- **Exercise directions**
Please put the material from the line containing "# draw the outline of every instance of the breadcrumb" through the line containing "175), (225, 175)]", inclusive, into a numbered list with any blank lines left out. Include only those lines.

- **The records**

[Start]

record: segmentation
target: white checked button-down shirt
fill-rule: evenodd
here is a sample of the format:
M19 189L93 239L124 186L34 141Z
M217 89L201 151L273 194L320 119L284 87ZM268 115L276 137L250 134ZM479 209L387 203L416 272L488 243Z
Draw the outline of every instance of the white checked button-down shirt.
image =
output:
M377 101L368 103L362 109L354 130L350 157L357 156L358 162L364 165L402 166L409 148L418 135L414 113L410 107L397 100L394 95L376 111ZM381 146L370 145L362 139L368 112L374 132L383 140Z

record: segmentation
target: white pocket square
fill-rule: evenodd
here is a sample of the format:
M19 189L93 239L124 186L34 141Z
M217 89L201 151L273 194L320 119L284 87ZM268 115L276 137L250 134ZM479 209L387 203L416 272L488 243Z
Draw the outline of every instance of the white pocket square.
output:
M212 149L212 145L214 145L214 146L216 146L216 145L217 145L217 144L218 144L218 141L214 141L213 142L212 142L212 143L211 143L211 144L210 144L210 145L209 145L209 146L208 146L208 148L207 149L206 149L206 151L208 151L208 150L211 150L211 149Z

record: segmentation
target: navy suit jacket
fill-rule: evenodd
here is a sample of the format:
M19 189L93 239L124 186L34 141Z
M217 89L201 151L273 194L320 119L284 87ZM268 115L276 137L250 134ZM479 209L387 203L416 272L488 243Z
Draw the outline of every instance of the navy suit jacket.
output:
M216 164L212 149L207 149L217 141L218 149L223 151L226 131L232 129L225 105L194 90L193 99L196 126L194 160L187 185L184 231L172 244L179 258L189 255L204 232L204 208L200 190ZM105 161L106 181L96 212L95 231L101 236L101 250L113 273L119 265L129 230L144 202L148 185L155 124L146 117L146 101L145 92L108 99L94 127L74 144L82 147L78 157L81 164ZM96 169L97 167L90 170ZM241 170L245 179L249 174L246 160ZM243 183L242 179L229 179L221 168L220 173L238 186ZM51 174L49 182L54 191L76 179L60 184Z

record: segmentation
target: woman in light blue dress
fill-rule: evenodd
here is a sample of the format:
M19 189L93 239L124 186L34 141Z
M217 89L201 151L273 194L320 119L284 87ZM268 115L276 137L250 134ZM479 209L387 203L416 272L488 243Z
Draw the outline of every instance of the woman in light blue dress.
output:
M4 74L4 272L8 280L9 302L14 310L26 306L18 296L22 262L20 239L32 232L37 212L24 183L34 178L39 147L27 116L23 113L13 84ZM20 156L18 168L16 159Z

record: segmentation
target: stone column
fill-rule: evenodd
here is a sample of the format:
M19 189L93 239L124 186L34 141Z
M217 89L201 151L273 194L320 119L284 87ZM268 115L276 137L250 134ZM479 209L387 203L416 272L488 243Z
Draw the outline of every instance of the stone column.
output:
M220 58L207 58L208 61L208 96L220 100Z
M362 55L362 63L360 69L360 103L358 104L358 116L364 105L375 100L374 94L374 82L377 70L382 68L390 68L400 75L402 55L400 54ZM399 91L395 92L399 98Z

[End]
[Start]

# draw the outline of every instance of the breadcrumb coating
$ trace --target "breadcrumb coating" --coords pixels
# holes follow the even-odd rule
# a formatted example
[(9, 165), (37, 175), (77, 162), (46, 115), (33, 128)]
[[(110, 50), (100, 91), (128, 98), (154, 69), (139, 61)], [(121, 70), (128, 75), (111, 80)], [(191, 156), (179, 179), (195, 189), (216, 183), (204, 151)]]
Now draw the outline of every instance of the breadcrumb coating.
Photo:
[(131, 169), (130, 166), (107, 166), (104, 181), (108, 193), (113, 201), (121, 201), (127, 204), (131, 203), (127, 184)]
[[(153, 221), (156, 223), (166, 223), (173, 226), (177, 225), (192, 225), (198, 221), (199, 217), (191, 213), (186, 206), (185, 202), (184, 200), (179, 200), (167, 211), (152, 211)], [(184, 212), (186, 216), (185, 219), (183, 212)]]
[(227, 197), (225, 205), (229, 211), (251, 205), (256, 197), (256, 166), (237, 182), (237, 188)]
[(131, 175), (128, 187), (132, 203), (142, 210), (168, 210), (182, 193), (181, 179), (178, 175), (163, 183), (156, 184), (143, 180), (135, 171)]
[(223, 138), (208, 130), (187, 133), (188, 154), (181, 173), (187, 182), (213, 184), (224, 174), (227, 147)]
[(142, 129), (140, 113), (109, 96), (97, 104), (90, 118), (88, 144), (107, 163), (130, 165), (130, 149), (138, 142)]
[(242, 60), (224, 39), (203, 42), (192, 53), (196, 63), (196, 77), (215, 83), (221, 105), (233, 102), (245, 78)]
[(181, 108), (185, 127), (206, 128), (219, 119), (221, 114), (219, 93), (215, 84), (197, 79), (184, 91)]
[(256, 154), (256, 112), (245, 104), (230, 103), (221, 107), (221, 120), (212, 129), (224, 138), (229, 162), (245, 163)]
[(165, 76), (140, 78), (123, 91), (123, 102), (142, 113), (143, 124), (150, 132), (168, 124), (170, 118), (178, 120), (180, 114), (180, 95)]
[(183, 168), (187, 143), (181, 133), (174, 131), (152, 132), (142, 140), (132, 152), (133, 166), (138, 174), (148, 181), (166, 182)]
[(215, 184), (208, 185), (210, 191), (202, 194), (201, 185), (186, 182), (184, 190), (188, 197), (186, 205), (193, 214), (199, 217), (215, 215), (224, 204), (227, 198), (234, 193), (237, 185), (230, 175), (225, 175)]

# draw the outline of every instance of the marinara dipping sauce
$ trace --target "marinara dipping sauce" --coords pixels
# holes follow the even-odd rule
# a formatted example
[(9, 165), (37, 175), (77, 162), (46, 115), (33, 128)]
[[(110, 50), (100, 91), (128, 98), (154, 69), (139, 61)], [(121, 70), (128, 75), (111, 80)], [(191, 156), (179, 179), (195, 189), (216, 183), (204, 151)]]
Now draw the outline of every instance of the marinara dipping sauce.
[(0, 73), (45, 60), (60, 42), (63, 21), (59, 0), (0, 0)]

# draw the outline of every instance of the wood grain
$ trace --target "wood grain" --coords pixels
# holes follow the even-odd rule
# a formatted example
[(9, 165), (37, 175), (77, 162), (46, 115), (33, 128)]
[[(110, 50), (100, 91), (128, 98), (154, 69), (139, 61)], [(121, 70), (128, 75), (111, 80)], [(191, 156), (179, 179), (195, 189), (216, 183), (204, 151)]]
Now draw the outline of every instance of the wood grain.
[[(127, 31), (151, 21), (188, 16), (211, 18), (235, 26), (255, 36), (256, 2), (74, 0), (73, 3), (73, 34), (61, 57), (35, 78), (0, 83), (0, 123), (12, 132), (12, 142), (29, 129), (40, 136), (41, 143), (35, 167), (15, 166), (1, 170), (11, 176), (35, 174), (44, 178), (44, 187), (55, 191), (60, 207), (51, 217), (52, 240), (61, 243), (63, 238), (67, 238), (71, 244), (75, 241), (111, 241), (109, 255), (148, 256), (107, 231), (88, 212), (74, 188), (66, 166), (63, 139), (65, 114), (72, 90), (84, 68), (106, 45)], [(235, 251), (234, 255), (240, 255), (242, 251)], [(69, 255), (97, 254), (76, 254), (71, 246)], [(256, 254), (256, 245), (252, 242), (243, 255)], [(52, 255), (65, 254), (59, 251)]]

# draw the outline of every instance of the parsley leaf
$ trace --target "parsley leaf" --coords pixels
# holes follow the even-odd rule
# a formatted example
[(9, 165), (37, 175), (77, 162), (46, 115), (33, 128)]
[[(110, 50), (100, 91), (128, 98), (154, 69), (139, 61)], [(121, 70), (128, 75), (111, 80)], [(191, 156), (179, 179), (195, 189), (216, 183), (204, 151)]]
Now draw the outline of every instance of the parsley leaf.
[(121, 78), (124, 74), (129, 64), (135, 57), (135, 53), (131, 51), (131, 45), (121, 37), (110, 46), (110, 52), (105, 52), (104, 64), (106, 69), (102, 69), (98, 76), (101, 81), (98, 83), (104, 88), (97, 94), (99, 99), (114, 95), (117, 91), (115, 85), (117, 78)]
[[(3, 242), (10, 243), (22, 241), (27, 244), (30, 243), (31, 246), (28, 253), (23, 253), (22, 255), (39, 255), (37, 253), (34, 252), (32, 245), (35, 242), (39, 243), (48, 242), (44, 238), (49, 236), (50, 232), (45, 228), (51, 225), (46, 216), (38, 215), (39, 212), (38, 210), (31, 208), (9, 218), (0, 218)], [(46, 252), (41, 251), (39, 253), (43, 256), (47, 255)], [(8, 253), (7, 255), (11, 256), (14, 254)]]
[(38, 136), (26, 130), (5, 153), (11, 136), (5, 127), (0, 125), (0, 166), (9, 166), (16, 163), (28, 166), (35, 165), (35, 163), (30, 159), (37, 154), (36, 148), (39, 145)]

[End]

- **Solution**
1. # draw the outline of every instance of the breadcrumb coating
2. $ trace --target "breadcrumb coating" --coords pixels
3. # holes follow the even-odd rule
4. # a formatted example
5. [(9, 165), (37, 175), (77, 162), (46, 115), (33, 128)]
6. [[(110, 50), (100, 91), (128, 98), (154, 69), (139, 61)], [(121, 70), (128, 75), (111, 80)], [(191, 156), (179, 179), (195, 189), (216, 183), (204, 151)]]
7. Now draw the outline of every instance of the breadcrumb coating.
8. Photo:
9. [(131, 169), (130, 166), (107, 166), (104, 181), (108, 193), (113, 201), (121, 201), (127, 204), (131, 203), (127, 184)]
10. [[(153, 221), (156, 223), (166, 223), (173, 226), (177, 225), (192, 225), (198, 221), (199, 217), (191, 213), (186, 206), (185, 202), (184, 200), (179, 200), (167, 211), (152, 211)], [(184, 212), (186, 216), (185, 219), (183, 212)]]
11. [(227, 197), (225, 205), (229, 211), (251, 205), (256, 197), (256, 166), (237, 182), (237, 188)]
12. [(131, 175), (128, 187), (132, 203), (142, 210), (168, 210), (182, 193), (181, 179), (178, 175), (163, 183), (156, 184), (143, 180), (135, 171)]
13. [(223, 138), (208, 130), (187, 133), (188, 154), (181, 173), (187, 182), (213, 184), (224, 174), (227, 147)]
14. [(142, 129), (140, 113), (109, 96), (97, 104), (90, 118), (88, 144), (107, 163), (130, 165), (130, 149), (138, 142)]
15. [(242, 60), (224, 39), (203, 42), (192, 53), (196, 63), (196, 77), (215, 83), (221, 105), (233, 102), (245, 78)]
16. [(181, 108), (185, 127), (206, 128), (219, 119), (221, 114), (219, 93), (215, 84), (197, 79), (184, 91)]
17. [(256, 154), (256, 112), (245, 104), (230, 103), (221, 107), (221, 120), (212, 129), (224, 138), (229, 162), (245, 163)]
18. [(165, 76), (140, 78), (123, 91), (123, 102), (142, 113), (143, 124), (150, 132), (168, 124), (170, 118), (178, 120), (180, 114), (180, 95)]
19. [(183, 168), (187, 143), (181, 133), (174, 131), (152, 132), (142, 140), (132, 152), (133, 166), (138, 174), (148, 181), (166, 182)]
20. [(215, 184), (208, 185), (210, 191), (202, 194), (201, 185), (186, 182), (184, 190), (188, 197), (186, 205), (193, 214), (199, 217), (215, 215), (224, 204), (227, 198), (234, 193), (237, 185), (230, 175), (225, 175)]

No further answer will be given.